Aim: Render the lines below as a Markdown table, from the line with "gate in the photo above." to the line with "(1171, 260)", both included. Use a column Index for the running number and a column Text for the line, and omit blank lines.

* * *

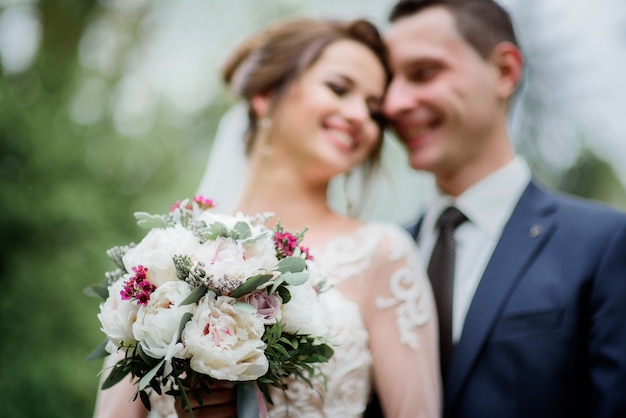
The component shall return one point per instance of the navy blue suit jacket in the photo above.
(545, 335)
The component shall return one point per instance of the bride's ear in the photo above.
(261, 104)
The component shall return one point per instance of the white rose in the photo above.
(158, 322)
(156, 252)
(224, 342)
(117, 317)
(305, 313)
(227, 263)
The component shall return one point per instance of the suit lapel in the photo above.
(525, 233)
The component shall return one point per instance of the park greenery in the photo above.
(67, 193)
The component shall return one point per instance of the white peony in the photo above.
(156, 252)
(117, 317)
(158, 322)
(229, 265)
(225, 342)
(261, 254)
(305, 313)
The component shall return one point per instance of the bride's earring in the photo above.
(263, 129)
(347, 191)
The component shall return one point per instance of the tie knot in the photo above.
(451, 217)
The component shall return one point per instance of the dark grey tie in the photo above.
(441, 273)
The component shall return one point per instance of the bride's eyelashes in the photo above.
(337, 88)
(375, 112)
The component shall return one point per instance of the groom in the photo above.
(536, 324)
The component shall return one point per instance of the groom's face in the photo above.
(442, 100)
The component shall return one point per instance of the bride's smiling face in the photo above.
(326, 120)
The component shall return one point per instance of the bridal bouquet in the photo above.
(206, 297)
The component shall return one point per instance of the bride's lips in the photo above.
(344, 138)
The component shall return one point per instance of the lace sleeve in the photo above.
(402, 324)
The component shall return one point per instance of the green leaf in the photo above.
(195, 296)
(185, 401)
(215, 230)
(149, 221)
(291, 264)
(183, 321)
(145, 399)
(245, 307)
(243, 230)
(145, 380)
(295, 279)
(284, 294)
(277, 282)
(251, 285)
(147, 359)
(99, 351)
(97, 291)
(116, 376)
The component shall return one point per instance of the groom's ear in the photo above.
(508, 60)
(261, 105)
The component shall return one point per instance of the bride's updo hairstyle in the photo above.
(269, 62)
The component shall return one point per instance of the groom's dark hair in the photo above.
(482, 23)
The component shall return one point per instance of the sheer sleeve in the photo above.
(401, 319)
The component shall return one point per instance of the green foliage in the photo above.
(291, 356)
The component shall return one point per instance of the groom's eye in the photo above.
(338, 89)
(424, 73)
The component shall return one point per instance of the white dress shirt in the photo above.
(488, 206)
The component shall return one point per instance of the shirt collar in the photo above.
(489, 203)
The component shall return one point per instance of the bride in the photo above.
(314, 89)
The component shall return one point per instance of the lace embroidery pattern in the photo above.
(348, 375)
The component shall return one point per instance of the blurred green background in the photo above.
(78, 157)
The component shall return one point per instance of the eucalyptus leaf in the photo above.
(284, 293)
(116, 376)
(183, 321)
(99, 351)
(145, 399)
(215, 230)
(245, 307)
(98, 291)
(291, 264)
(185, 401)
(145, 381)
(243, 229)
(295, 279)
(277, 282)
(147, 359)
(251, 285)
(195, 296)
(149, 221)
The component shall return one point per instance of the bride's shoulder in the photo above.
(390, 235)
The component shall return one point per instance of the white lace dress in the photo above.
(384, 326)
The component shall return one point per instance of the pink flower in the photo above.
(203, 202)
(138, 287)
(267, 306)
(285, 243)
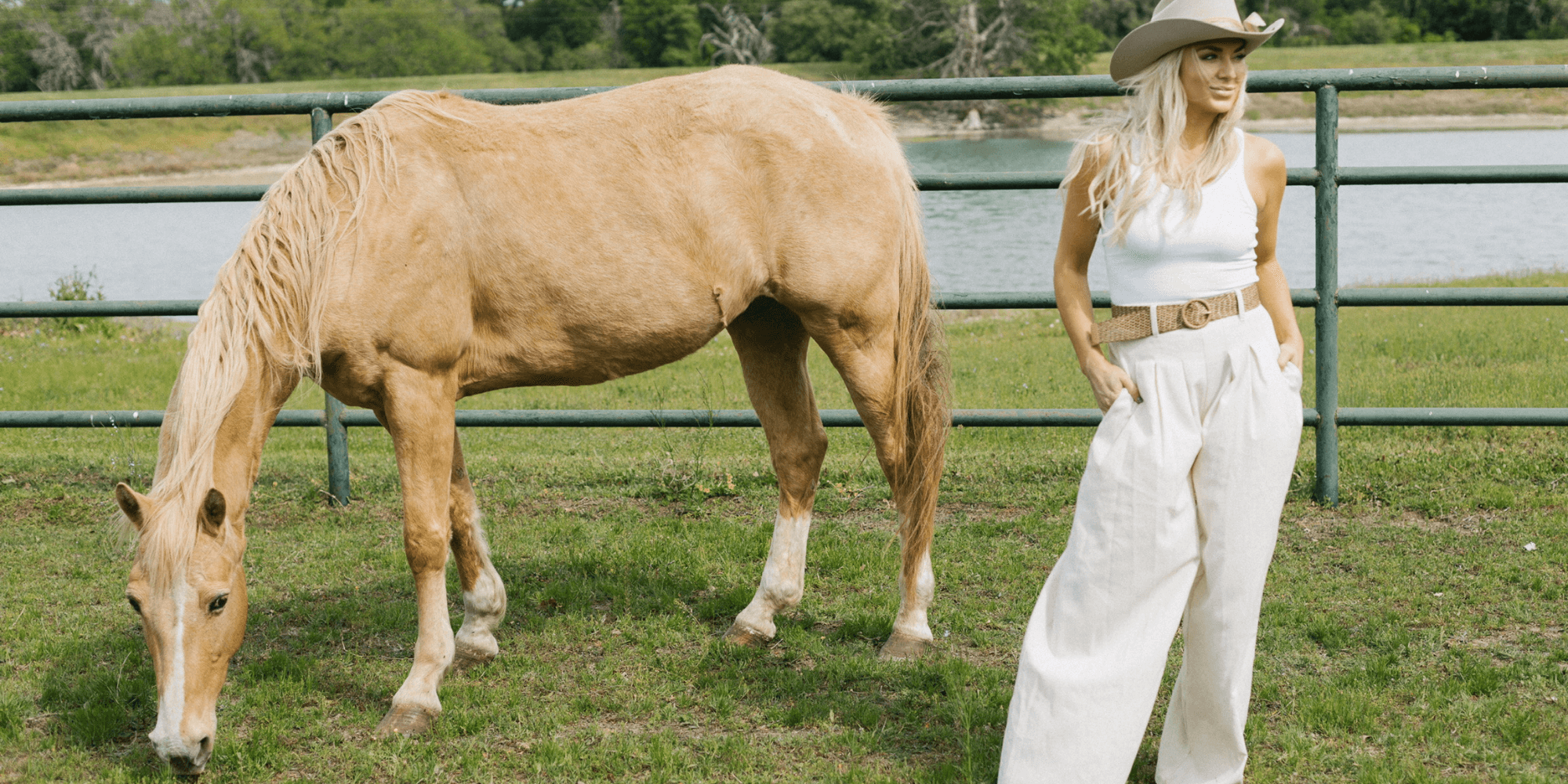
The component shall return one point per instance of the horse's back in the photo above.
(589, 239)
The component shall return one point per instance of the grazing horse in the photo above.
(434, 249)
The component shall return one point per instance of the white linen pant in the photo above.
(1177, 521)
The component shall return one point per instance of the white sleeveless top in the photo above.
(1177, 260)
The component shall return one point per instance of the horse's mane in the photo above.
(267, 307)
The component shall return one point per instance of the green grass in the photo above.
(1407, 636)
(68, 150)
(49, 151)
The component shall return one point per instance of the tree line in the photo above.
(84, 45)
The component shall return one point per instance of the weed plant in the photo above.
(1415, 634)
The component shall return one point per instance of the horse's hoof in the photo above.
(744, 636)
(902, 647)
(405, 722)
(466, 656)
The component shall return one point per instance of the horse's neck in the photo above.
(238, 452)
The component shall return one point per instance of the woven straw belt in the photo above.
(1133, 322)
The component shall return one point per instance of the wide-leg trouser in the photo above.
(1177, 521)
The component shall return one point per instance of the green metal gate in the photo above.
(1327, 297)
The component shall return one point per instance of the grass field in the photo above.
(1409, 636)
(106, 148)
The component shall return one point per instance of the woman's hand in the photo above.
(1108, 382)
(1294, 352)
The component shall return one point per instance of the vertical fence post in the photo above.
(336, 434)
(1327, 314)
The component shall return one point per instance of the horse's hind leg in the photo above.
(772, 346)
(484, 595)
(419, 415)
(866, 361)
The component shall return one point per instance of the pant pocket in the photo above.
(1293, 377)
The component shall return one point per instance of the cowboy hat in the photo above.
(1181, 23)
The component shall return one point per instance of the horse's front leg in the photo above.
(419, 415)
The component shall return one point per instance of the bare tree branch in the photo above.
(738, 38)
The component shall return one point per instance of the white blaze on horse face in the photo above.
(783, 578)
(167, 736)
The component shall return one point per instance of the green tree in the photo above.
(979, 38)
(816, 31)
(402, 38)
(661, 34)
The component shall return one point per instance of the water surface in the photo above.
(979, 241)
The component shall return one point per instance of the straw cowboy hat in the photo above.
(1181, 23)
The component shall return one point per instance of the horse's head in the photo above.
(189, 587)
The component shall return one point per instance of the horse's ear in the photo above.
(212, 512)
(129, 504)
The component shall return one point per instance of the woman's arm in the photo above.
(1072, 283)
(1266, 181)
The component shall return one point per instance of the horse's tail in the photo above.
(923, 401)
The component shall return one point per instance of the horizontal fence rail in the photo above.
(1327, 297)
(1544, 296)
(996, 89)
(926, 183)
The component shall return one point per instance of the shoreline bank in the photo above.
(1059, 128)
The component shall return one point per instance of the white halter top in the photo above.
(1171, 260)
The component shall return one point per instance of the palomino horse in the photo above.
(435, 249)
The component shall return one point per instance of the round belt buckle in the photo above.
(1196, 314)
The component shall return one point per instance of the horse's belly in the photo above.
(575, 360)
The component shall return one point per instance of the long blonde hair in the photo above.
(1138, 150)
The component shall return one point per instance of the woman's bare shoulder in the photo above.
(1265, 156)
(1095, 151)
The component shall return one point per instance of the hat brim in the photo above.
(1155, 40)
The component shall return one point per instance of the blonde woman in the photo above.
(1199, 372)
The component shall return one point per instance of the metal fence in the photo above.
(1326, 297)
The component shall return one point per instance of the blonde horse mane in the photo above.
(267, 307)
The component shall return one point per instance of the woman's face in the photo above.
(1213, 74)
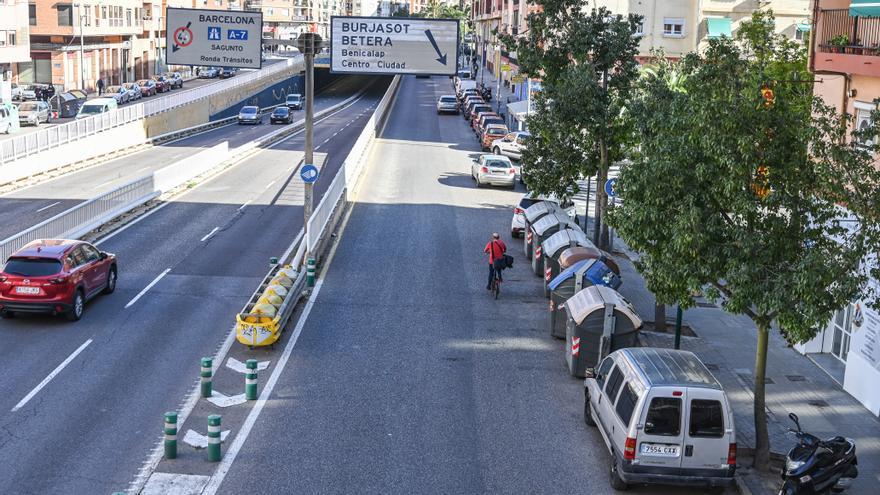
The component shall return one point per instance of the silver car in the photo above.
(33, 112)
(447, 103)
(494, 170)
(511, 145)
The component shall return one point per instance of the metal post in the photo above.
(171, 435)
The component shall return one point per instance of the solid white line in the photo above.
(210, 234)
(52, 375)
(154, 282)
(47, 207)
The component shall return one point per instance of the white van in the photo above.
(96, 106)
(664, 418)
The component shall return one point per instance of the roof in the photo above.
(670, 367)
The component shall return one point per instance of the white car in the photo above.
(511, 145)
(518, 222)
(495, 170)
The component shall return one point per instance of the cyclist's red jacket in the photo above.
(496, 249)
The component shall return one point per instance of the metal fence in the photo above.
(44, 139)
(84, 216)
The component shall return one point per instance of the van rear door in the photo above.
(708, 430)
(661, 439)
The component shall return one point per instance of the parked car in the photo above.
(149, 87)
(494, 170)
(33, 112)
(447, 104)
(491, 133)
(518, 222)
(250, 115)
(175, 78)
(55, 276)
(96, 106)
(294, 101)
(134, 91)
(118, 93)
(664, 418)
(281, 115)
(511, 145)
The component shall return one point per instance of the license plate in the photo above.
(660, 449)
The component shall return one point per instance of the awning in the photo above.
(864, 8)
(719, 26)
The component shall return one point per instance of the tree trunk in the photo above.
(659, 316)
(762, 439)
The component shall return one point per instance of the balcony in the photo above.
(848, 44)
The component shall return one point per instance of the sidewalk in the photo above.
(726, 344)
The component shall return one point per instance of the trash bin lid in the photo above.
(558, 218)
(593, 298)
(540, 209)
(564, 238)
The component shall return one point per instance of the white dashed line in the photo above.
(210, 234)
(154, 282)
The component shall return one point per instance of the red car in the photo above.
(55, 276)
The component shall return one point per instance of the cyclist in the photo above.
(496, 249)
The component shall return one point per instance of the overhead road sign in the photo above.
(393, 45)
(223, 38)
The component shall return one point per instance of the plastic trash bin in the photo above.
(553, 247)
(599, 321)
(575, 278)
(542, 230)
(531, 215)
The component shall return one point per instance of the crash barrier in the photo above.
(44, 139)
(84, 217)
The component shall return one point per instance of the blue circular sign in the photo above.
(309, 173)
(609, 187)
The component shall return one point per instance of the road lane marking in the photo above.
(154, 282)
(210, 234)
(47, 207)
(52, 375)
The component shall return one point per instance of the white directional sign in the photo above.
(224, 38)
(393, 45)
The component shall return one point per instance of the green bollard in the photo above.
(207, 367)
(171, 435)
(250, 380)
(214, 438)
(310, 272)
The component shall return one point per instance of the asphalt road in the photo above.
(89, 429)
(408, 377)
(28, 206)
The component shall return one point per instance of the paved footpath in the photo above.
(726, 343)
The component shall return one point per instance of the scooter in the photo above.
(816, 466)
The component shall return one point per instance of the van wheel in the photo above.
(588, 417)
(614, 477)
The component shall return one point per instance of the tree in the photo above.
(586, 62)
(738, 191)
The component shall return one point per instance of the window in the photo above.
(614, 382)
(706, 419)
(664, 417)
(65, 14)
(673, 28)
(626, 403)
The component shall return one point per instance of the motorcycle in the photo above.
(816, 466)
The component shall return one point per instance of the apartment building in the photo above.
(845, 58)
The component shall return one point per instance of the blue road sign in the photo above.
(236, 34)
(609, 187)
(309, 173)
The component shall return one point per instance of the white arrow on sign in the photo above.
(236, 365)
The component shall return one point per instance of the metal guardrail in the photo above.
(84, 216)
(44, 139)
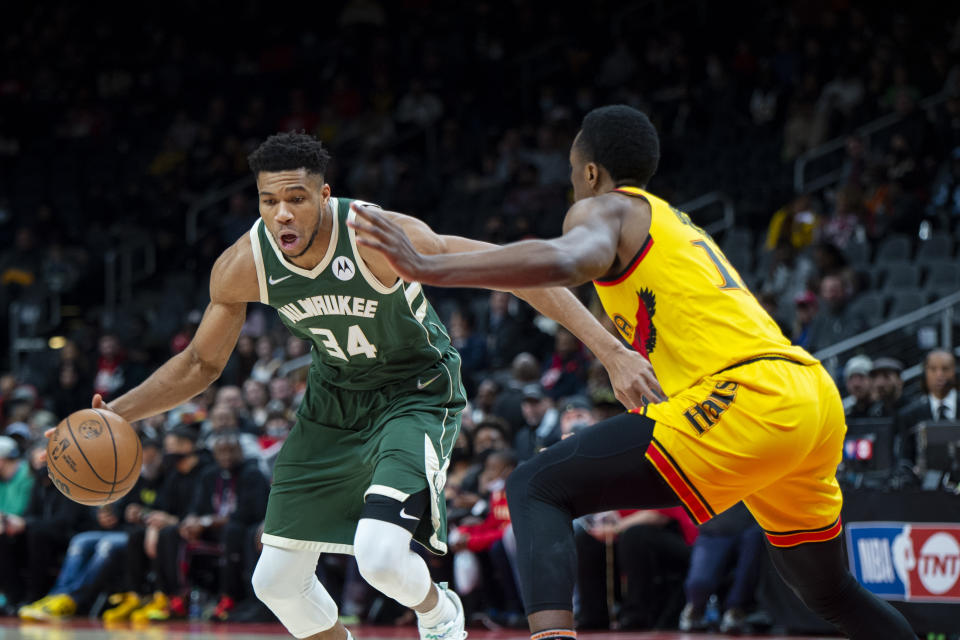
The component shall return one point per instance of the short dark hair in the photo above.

* * *

Worked answer:
| Index | Text |
|---|---|
| 1 | The component shall return one point per instance of the green metal gate in the photo above. |
| 2 | (1327, 297) |
| 3 | The component shall return one point per instance of the grass field in the photo above. |
| 4 | (1409, 636) |
| 5 | (106, 148) |
| 6 | The component shall return one point per instance of the woman's hand in the photo above. |
| 7 | (1108, 382) |
| 8 | (1294, 352) |
| 9 | The component shall return one point per instance of the vertical fence post in the photo above. |
| 10 | (336, 434) |
| 11 | (1327, 314) |
| 12 | The component shall return one point per instance of the horse's hind leg in the photo above. |
| 13 | (772, 346) |
| 14 | (484, 595) |
| 15 | (419, 415) |
| 16 | (866, 361) |
| 17 | The component shall return one point per instance of the pant pocket in the photo above. |
| 18 | (1293, 377) |
| 19 | The component shall return one point per instance of the cowboy hat in the photo above. |
| 20 | (1181, 23) |
| 21 | The component shall return one point per instance of the horse's front leg in the photo above. |
| 22 | (419, 415) |
| 23 | The component shall return one point per instance of the bare tree branch in the photo above. |
| 24 | (738, 38) |
| 25 | The component shall return one point per instance of the white blaze on horse face in the photo above. |
| 26 | (783, 578) |
| 27 | (167, 736) |
| 28 | The component shall return one point per instance of the green tree in the photo above. |
| 29 | (979, 38) |
| 30 | (816, 31) |
| 31 | (402, 38) |
| 32 | (661, 34) |
| 33 | The component shall return one point per instance of the water surface in the photo above. |
| 34 | (979, 241) |
| 35 | The component shall return one point per instance of the straw cowboy hat in the photo above. |
| 36 | (1181, 23) |
| 37 | The component shall return one point per instance of the horse's head in the photo above. |
| 38 | (189, 587) |
| 39 | The component shall return one point per instance of the horse's ear in the photo above. |
| 40 | (212, 512) |
| 41 | (129, 504) |
| 42 | The component shall return one point per instance of the woman's arm in the photo above. |
| 43 | (1072, 283) |
| 44 | (1266, 181) |
| 45 | The component shall return one point per instance of the horse's tail in the photo above. |
| 46 | (923, 401) |
| 47 | The component shall return one point per instance of the horizontal fence rail in the photo above. |
| 48 | (1327, 297) |
| 49 | (1544, 296) |
| 50 | (996, 89) |
| 51 | (926, 183) |
| 52 | The component shall return one point per instance of the shoreline bank in the photo above. |
| 53 | (1059, 128) |
| 54 | The component shall return one point per instance of the white halter top in the photo above. |
| 55 | (1171, 260) |